***** Data for review

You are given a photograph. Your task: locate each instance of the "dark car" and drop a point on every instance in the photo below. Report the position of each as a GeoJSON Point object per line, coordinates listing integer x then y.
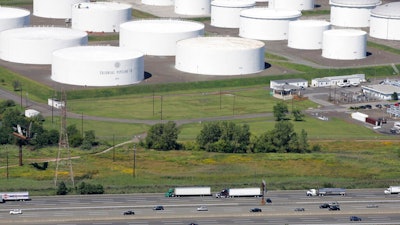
{"type": "Point", "coordinates": [324, 206]}
{"type": "Point", "coordinates": [255, 210]}
{"type": "Point", "coordinates": [159, 207]}
{"type": "Point", "coordinates": [355, 218]}
{"type": "Point", "coordinates": [129, 212]}
{"type": "Point", "coordinates": [334, 208]}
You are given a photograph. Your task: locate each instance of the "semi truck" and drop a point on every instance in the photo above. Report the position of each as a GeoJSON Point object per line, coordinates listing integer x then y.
{"type": "Point", "coordinates": [392, 190]}
{"type": "Point", "coordinates": [14, 196]}
{"type": "Point", "coordinates": [326, 191]}
{"type": "Point", "coordinates": [188, 191]}
{"type": "Point", "coordinates": [239, 192]}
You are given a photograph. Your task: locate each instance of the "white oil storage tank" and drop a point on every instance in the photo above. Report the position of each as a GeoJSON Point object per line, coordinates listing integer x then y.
{"type": "Point", "coordinates": [220, 56]}
{"type": "Point", "coordinates": [307, 34]}
{"type": "Point", "coordinates": [34, 45]}
{"type": "Point", "coordinates": [266, 24]}
{"type": "Point", "coordinates": [158, 2]}
{"type": "Point", "coordinates": [55, 9]}
{"type": "Point", "coordinates": [193, 7]}
{"type": "Point", "coordinates": [226, 13]}
{"type": "Point", "coordinates": [292, 4]}
{"type": "Point", "coordinates": [97, 66]}
{"type": "Point", "coordinates": [158, 37]}
{"type": "Point", "coordinates": [13, 18]}
{"type": "Point", "coordinates": [352, 13]}
{"type": "Point", "coordinates": [344, 44]}
{"type": "Point", "coordinates": [100, 16]}
{"type": "Point", "coordinates": [385, 21]}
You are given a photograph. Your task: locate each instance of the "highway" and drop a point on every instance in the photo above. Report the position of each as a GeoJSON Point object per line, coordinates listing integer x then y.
{"type": "Point", "coordinates": [108, 209]}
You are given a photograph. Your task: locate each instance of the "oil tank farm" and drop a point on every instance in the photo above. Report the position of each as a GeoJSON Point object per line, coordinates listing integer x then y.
{"type": "Point", "coordinates": [352, 13]}
{"type": "Point", "coordinates": [100, 16]}
{"type": "Point", "coordinates": [97, 66]}
{"type": "Point", "coordinates": [13, 18]}
{"type": "Point", "coordinates": [307, 34]}
{"type": "Point", "coordinates": [34, 45]}
{"type": "Point", "coordinates": [344, 44]}
{"type": "Point", "coordinates": [385, 21]}
{"type": "Point", "coordinates": [226, 13]}
{"type": "Point", "coordinates": [292, 4]}
{"type": "Point", "coordinates": [220, 56]}
{"type": "Point", "coordinates": [158, 2]}
{"type": "Point", "coordinates": [55, 9]}
{"type": "Point", "coordinates": [193, 7]}
{"type": "Point", "coordinates": [158, 37]}
{"type": "Point", "coordinates": [266, 24]}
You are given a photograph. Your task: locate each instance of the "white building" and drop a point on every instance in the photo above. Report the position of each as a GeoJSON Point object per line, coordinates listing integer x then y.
{"type": "Point", "coordinates": [334, 80]}
{"type": "Point", "coordinates": [385, 21]}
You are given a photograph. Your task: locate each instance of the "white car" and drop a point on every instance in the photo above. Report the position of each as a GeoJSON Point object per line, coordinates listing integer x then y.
{"type": "Point", "coordinates": [202, 208]}
{"type": "Point", "coordinates": [15, 211]}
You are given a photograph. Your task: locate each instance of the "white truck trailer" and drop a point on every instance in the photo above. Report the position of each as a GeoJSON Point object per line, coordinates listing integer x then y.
{"type": "Point", "coordinates": [326, 191]}
{"type": "Point", "coordinates": [392, 190]}
{"type": "Point", "coordinates": [14, 196]}
{"type": "Point", "coordinates": [239, 192]}
{"type": "Point", "coordinates": [188, 191]}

**********

#### Problem requirements:
Write out the data above in full and exactly, but not the pictures.

#### Completed task:
You are given a photograph. Your task: locate each instance of the "dark car" and drop a point on every instance in the photo below. Report the position of each as a GeoJSON Point object per line, coordinates listing integer x then y.
{"type": "Point", "coordinates": [324, 206]}
{"type": "Point", "coordinates": [255, 210]}
{"type": "Point", "coordinates": [159, 207]}
{"type": "Point", "coordinates": [355, 218]}
{"type": "Point", "coordinates": [129, 212]}
{"type": "Point", "coordinates": [334, 208]}
You are given a photograph. Your task: locate each instance of the "semi truck" and drop a point on every instance in the photo above. Report the position of each as a GeoJSON Point object per line, coordinates listing integer x then y.
{"type": "Point", "coordinates": [392, 190]}
{"type": "Point", "coordinates": [14, 196]}
{"type": "Point", "coordinates": [326, 191]}
{"type": "Point", "coordinates": [188, 191]}
{"type": "Point", "coordinates": [239, 192]}
You are given a photograph. Your task: locate each instance of the "white oil storage tank" and drop a point on every instance in the photo above. Report the position of each as a GeoJSON Point object per line, coordinates listing integer x then y.
{"type": "Point", "coordinates": [220, 56]}
{"type": "Point", "coordinates": [307, 34]}
{"type": "Point", "coordinates": [34, 45]}
{"type": "Point", "coordinates": [266, 24]}
{"type": "Point", "coordinates": [158, 2]}
{"type": "Point", "coordinates": [55, 9]}
{"type": "Point", "coordinates": [193, 7]}
{"type": "Point", "coordinates": [226, 13]}
{"type": "Point", "coordinates": [292, 4]}
{"type": "Point", "coordinates": [97, 66]}
{"type": "Point", "coordinates": [158, 37]}
{"type": "Point", "coordinates": [13, 18]}
{"type": "Point", "coordinates": [352, 13]}
{"type": "Point", "coordinates": [344, 44]}
{"type": "Point", "coordinates": [100, 16]}
{"type": "Point", "coordinates": [385, 21]}
You are given a photograph. Your task: locate each instance of the "highway" and drop a point on every instance in the photo above. Report the position of each as a GeoJSON Point object per line, coordinates listing integer x then y.
{"type": "Point", "coordinates": [108, 209]}
You are given a photograph. Your task: locate each instance of the "oil tank farm" and drop a point on every instance in the photo above. Report the position of each as a GeoJSON Point object per line, coordinates listing integer x then y.
{"type": "Point", "coordinates": [352, 13]}
{"type": "Point", "coordinates": [100, 16]}
{"type": "Point", "coordinates": [97, 66]}
{"type": "Point", "coordinates": [13, 18]}
{"type": "Point", "coordinates": [307, 34]}
{"type": "Point", "coordinates": [34, 45]}
{"type": "Point", "coordinates": [344, 44]}
{"type": "Point", "coordinates": [385, 21]}
{"type": "Point", "coordinates": [226, 13]}
{"type": "Point", "coordinates": [292, 4]}
{"type": "Point", "coordinates": [220, 56]}
{"type": "Point", "coordinates": [158, 2]}
{"type": "Point", "coordinates": [55, 9]}
{"type": "Point", "coordinates": [193, 7]}
{"type": "Point", "coordinates": [158, 37]}
{"type": "Point", "coordinates": [266, 24]}
You are given a photograph. Your task: locate each instance of the "white building" and drop a point on every instance in the photo above. Report the position of each as a GeoJSON Point object per line, coordinates listing integer x then y.
{"type": "Point", "coordinates": [334, 80]}
{"type": "Point", "coordinates": [385, 21]}
You are given a photograph. Your task: locate each instance of the "white car" and drop a point on every instance in the photo above. Report the position of each as a GeoJSON Point object per line, coordinates listing integer x then y.
{"type": "Point", "coordinates": [202, 208]}
{"type": "Point", "coordinates": [15, 211]}
You are given a photograph. Your task: locate each instance of the "white truck trailer" and drop a point on every instance in the photo above. Report the position of each as a GeoJSON Point object per line, coordinates listing integer x then y.
{"type": "Point", "coordinates": [326, 191]}
{"type": "Point", "coordinates": [392, 190]}
{"type": "Point", "coordinates": [14, 196]}
{"type": "Point", "coordinates": [239, 192]}
{"type": "Point", "coordinates": [188, 191]}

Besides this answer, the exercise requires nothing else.